» **Records supplied**:

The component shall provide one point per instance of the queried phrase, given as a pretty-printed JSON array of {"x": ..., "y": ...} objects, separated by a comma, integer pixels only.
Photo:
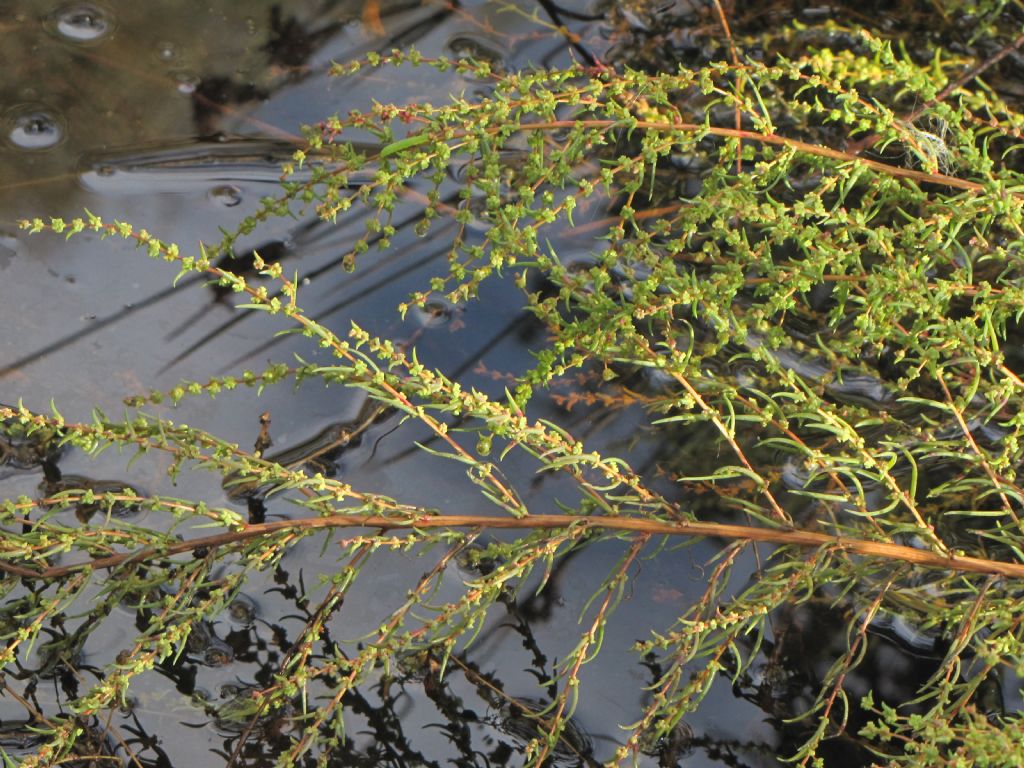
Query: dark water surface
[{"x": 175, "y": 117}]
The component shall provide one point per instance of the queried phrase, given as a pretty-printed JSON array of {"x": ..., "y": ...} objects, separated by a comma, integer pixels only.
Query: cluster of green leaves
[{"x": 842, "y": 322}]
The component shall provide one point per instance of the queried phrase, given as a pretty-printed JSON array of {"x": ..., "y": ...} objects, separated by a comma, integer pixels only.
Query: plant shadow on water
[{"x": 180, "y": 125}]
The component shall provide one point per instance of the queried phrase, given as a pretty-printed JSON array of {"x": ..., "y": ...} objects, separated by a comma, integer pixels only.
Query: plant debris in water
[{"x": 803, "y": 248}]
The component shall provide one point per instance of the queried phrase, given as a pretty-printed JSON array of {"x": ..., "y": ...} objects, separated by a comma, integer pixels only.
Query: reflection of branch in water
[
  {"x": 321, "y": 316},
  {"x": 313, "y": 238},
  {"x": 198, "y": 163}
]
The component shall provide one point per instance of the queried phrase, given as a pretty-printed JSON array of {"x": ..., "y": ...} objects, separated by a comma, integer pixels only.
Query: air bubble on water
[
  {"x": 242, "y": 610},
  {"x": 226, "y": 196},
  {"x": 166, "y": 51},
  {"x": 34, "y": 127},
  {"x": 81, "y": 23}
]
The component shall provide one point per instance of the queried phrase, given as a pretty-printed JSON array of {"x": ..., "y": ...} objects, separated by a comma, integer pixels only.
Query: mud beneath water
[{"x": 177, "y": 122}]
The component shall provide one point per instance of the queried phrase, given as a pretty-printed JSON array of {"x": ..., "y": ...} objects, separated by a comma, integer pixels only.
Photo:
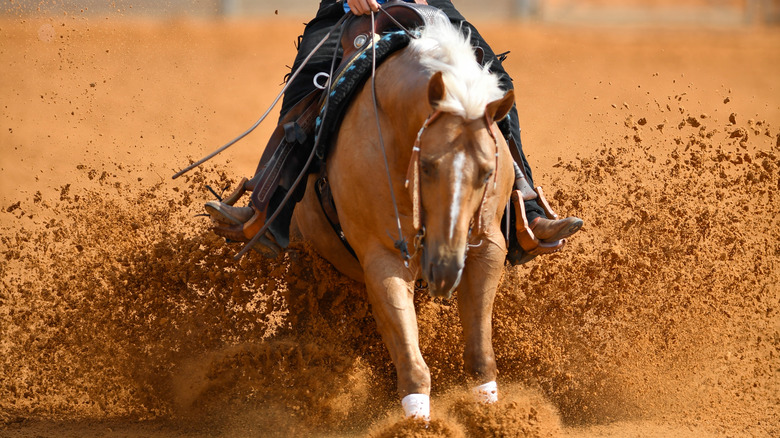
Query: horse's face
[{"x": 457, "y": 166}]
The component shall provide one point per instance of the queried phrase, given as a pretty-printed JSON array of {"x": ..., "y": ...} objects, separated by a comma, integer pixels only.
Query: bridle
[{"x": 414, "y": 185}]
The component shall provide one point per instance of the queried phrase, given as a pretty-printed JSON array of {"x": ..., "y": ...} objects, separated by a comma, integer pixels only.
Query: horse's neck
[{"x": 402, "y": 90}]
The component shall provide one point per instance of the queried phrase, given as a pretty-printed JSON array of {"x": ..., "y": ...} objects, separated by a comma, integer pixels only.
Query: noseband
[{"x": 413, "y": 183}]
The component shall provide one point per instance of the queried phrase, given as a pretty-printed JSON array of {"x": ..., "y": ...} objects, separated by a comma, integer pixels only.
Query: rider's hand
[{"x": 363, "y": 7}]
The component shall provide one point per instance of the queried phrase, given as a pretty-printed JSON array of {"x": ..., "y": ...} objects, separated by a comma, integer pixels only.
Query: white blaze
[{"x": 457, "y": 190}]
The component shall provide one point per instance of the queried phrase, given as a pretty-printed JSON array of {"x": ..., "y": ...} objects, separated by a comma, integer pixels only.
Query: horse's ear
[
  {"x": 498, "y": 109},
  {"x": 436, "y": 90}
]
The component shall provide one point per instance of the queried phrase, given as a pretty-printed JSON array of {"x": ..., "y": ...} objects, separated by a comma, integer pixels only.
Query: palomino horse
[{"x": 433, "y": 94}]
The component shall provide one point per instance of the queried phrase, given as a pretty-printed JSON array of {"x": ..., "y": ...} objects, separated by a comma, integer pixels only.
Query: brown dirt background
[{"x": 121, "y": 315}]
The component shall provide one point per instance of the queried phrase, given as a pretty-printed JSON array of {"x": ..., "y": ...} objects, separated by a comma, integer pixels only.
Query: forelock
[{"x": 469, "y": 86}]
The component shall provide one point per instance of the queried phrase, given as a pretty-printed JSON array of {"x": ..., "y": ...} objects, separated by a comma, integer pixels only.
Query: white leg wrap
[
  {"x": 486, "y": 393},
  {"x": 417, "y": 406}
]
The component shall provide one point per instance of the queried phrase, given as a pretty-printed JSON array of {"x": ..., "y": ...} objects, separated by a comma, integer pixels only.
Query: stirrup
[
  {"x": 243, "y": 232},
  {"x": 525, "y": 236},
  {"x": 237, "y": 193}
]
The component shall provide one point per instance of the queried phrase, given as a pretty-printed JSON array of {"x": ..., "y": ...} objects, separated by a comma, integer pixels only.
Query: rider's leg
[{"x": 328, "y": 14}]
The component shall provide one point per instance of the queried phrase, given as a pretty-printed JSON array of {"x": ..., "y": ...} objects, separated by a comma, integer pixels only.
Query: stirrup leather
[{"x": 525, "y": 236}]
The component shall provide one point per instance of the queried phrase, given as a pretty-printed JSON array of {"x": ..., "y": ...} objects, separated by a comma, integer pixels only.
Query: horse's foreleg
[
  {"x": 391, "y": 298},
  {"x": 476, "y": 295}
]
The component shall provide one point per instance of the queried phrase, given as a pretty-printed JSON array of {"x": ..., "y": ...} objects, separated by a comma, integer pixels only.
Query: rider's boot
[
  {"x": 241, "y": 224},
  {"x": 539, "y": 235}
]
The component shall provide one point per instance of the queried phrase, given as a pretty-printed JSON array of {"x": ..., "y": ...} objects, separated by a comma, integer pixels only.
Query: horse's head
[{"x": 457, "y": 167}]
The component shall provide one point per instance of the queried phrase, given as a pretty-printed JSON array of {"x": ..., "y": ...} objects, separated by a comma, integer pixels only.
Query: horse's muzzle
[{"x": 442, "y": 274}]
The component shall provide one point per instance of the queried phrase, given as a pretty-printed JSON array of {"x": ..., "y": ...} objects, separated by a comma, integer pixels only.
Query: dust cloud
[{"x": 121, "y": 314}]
---
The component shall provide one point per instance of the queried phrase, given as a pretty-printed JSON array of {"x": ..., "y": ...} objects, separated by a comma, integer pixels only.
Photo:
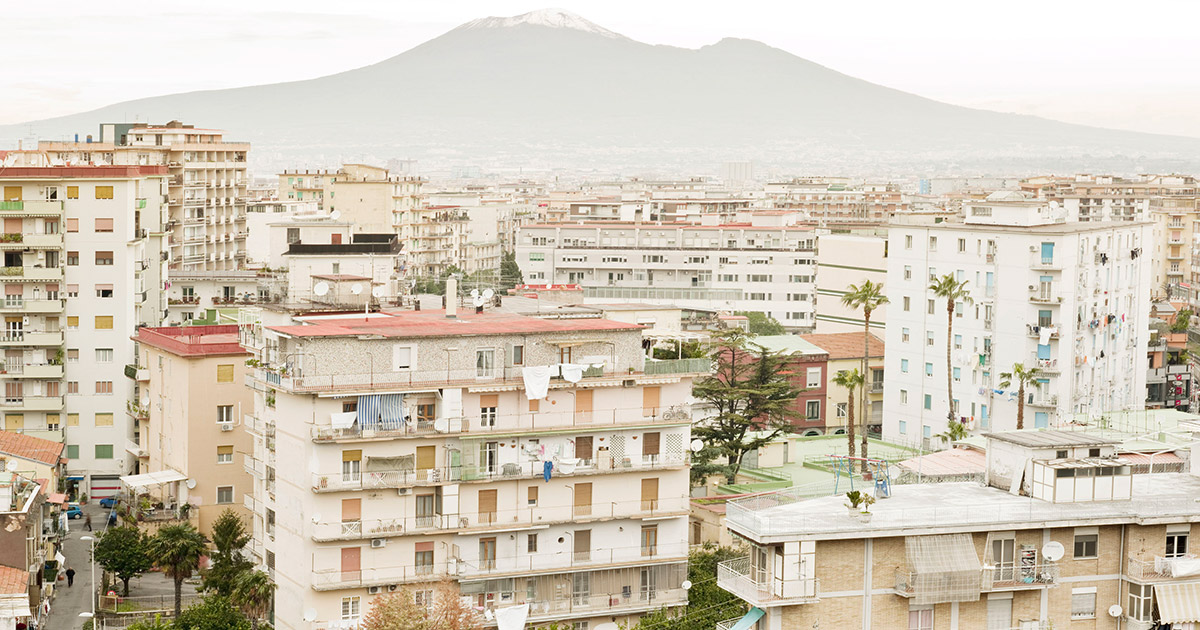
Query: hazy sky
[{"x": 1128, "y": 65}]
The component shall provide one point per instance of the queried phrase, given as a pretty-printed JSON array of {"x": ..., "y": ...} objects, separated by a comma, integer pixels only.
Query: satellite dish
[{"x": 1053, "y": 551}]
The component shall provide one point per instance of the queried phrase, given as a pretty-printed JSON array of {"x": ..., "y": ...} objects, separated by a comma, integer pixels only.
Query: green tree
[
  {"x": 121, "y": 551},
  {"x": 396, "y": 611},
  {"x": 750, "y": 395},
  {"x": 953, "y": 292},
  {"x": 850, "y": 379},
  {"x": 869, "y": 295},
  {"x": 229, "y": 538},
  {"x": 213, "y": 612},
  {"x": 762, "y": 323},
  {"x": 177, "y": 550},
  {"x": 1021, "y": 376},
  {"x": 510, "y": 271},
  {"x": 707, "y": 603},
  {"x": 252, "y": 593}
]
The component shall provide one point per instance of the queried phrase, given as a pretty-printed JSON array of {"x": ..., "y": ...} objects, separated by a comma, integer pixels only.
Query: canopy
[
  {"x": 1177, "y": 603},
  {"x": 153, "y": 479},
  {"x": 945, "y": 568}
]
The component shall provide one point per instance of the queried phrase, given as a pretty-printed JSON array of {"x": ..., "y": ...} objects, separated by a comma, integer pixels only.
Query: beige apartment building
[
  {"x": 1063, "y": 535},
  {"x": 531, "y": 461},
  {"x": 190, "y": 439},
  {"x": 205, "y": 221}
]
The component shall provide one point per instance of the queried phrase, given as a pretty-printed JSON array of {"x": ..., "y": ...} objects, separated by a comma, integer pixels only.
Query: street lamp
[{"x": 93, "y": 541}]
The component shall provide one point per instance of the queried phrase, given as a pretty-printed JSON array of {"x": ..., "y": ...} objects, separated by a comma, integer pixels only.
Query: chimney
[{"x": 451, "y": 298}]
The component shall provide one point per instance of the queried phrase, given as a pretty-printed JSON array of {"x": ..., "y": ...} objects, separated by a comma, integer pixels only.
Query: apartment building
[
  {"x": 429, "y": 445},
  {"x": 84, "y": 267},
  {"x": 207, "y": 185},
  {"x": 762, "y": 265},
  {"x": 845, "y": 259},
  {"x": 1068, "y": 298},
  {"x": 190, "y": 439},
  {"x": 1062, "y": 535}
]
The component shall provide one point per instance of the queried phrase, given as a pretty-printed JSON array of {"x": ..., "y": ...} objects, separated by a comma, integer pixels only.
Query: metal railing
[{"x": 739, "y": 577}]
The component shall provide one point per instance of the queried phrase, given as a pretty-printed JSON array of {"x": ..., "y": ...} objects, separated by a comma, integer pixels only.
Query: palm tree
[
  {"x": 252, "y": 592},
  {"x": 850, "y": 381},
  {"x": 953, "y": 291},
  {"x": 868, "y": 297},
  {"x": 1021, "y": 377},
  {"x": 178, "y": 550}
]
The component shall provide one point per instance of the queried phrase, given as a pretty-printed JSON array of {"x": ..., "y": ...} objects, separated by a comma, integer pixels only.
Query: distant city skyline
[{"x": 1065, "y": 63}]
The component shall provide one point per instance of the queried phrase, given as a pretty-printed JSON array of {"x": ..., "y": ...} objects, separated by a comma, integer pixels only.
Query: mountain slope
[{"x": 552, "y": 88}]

» **Aim**: List every line in the rows above that contains the string "white". Matching is case-sensitive.

» **Solved exercise**:
Query: white blaze
Query: white leg wrap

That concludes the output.